Could you return every record below word for word, leaving out the pictures?

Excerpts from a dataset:
* * *

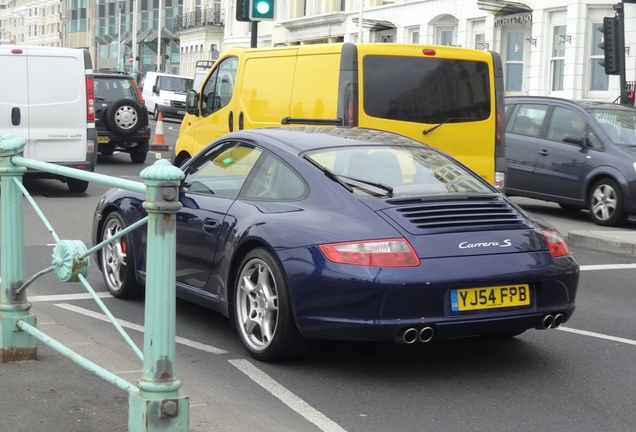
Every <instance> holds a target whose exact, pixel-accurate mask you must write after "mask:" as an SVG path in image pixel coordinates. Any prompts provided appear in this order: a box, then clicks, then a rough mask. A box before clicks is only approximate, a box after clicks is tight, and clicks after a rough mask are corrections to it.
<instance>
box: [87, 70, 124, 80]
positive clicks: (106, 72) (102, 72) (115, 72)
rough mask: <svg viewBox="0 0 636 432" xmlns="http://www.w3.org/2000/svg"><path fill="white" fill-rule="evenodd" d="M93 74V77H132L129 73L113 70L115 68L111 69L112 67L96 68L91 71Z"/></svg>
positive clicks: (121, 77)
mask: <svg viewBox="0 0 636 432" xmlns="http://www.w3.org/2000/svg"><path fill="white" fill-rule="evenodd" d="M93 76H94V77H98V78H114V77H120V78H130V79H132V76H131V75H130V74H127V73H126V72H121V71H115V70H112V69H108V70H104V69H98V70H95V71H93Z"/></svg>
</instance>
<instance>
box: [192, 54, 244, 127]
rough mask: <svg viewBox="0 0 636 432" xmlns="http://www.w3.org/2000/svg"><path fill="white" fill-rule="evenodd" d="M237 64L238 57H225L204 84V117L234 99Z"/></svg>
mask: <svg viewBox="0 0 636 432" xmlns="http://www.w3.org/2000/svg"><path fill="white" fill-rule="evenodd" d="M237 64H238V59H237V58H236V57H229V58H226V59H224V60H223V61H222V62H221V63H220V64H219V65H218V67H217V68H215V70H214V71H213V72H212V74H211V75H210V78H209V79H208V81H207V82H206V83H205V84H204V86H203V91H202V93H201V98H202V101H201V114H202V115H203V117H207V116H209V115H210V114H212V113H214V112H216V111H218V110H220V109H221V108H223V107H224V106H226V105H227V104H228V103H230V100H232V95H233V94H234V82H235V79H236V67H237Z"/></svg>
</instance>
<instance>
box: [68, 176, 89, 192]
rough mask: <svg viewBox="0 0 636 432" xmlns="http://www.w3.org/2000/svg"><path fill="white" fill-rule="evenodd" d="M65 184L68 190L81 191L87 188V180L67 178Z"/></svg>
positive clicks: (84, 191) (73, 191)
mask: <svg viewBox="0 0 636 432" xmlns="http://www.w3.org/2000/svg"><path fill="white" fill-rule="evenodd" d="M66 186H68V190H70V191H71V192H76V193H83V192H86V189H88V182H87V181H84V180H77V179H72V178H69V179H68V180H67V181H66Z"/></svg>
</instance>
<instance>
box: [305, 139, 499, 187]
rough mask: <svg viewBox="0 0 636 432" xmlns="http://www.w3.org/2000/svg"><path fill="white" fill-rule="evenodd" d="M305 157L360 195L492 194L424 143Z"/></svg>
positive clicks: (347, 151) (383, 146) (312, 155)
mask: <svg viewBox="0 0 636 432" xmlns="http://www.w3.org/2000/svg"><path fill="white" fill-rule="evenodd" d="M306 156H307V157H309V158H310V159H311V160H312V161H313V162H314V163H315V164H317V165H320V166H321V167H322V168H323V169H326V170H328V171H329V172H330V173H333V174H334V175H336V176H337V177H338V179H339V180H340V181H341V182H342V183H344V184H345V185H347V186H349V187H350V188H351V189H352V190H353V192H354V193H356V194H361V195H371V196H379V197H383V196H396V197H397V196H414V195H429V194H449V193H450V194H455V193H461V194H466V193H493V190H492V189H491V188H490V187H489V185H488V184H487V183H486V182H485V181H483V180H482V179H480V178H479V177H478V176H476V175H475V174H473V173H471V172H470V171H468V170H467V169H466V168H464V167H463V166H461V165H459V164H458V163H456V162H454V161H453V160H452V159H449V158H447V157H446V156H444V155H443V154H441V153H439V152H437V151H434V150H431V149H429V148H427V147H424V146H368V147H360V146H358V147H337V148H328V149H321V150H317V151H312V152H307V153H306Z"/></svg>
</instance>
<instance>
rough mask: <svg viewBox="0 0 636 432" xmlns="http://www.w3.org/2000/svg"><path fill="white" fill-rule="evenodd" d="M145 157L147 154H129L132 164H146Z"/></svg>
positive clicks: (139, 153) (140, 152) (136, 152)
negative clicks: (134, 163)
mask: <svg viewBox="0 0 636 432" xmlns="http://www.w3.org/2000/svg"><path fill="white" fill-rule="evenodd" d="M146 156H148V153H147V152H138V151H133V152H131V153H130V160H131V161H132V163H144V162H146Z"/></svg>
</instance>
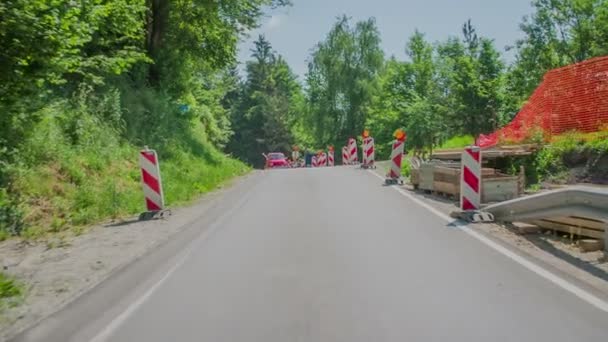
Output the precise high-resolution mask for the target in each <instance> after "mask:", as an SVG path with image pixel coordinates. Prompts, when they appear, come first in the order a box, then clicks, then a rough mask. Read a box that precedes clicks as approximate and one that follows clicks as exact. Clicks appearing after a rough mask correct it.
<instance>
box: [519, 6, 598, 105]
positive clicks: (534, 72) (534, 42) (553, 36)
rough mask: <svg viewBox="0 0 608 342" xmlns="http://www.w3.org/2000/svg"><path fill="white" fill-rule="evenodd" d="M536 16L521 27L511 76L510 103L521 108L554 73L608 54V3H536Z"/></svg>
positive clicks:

* * *

■ **RESULT OF THE EXERCISE**:
Every <instance> holds a target whose exact, pixel-accurate mask you must write after "mask:" as an SVG path in image pixel coordinates. Any prompts provided appear in this order: a box, then clicks, then a rough mask. A box before clicks is only approximate, a box after clicks is tight, and clicks after a rough mask are corrections to it.
<instance>
box: [87, 70, 124, 80]
positive clicks: (106, 72) (102, 72) (115, 72)
rough mask: <svg viewBox="0 0 636 432" xmlns="http://www.w3.org/2000/svg"><path fill="white" fill-rule="evenodd" d="M93 74V77H132L129 73L113 70L115 68L111 69L112 67L96 68L91 71Z"/></svg>
positive clicks: (121, 77)
mask: <svg viewBox="0 0 636 432" xmlns="http://www.w3.org/2000/svg"><path fill="white" fill-rule="evenodd" d="M93 76H94V77H98V78H114V77H120V78H130V79H132V76H131V75H130V74H127V73H126V72H121V71H115V70H112V69H108V70H104V69H98V70H95V71H93Z"/></svg>
</instance>
<instance>
box: [192, 54, 244, 127]
rough mask: <svg viewBox="0 0 636 432" xmlns="http://www.w3.org/2000/svg"><path fill="white" fill-rule="evenodd" d="M237 64L238 57H225L204 84V117L234 99Z"/></svg>
mask: <svg viewBox="0 0 636 432" xmlns="http://www.w3.org/2000/svg"><path fill="white" fill-rule="evenodd" d="M237 64H238V59H237V58H236V57H229V58H226V59H224V60H223V61H222V62H221V63H220V64H219V65H218V67H217V68H215V70H214V71H213V72H212V74H211V75H210V78H209V79H208V81H207V82H206V83H205V84H204V86H203V91H202V93H201V98H202V101H201V114H202V115H203V117H207V116H209V115H210V114H212V113H214V112H216V111H218V110H220V109H221V108H223V107H224V106H226V105H227V104H228V103H230V100H232V95H233V94H234V82H235V79H236V67H237Z"/></svg>
</instance>
<instance>
box: [68, 176, 89, 192]
rough mask: <svg viewBox="0 0 636 432" xmlns="http://www.w3.org/2000/svg"><path fill="white" fill-rule="evenodd" d="M65 184L68 190L81 191L87 188V180L67 178Z"/></svg>
positive clicks: (84, 191) (73, 191)
mask: <svg viewBox="0 0 636 432" xmlns="http://www.w3.org/2000/svg"><path fill="white" fill-rule="evenodd" d="M66 186H68V190H70V191H71V192H76V193H83V192H86V189H88V182H87V181H84V180H77V179H72V178H69V179H68V180H67V181H66Z"/></svg>
</instance>
<instance>
box: [305, 139, 499, 187]
rough mask: <svg viewBox="0 0 636 432" xmlns="http://www.w3.org/2000/svg"><path fill="white" fill-rule="evenodd" d="M305 157L360 195L492 194L424 143Z"/></svg>
positive clicks: (347, 151) (383, 146) (312, 155)
mask: <svg viewBox="0 0 636 432" xmlns="http://www.w3.org/2000/svg"><path fill="white" fill-rule="evenodd" d="M306 156H307V157H309V158H310V159H311V160H312V161H313V162H314V163H315V164H317V165H320V166H321V167H322V168H323V169H326V170H328V171H329V172H330V173H333V174H334V175H336V176H337V177H338V179H339V180H340V181H341V182H342V183H344V184H345V185H347V186H349V187H350V188H351V189H352V190H353V192H354V193H356V194H361V195H371V196H379V197H383V196H396V197H397V196H414V195H429V194H449V193H450V194H455V193H461V194H466V193H493V190H492V189H491V188H490V187H489V185H488V184H487V183H486V182H485V181H483V180H482V179H480V178H479V177H478V176H476V175H475V174H473V173H471V172H470V171H468V170H467V169H466V168H464V167H463V166H461V165H459V164H458V163H456V162H454V161H453V160H452V159H449V158H447V157H446V156H444V155H443V154H441V153H439V152H437V151H434V150H431V149H429V148H427V147H424V146H368V147H360V146H358V147H337V148H328V149H321V150H317V151H312V152H307V153H306Z"/></svg>
</instance>
<instance>
rough mask: <svg viewBox="0 0 636 432" xmlns="http://www.w3.org/2000/svg"><path fill="white" fill-rule="evenodd" d="M145 157L147 154H129L132 164H146Z"/></svg>
positive clicks: (139, 153) (140, 152) (136, 152)
negative clicks: (134, 163)
mask: <svg viewBox="0 0 636 432" xmlns="http://www.w3.org/2000/svg"><path fill="white" fill-rule="evenodd" d="M146 156H148V153H147V152H138V151H133V152H131V153H130V160H131V161H132V163H144V162H146Z"/></svg>
</instance>
Output the precise high-resolution mask for the target in each <instance> after "mask:", as an SVG path with image pixel coordinates. Prompts, when they appear, come first in the order a box, then clicks, then a rough mask. Read a box that precedes clicks as approximate and one that follows clicks as exact. Clicks appearing after a rough mask correct it.
<instance>
box: [519, 6, 598, 105]
positive clicks: (534, 72) (534, 42) (553, 36)
rough mask: <svg viewBox="0 0 608 342" xmlns="http://www.w3.org/2000/svg"><path fill="white" fill-rule="evenodd" d="M536 16L521 27L511 76L510 103L521 108L554 73L608 54V3H536Z"/></svg>
positive clicks:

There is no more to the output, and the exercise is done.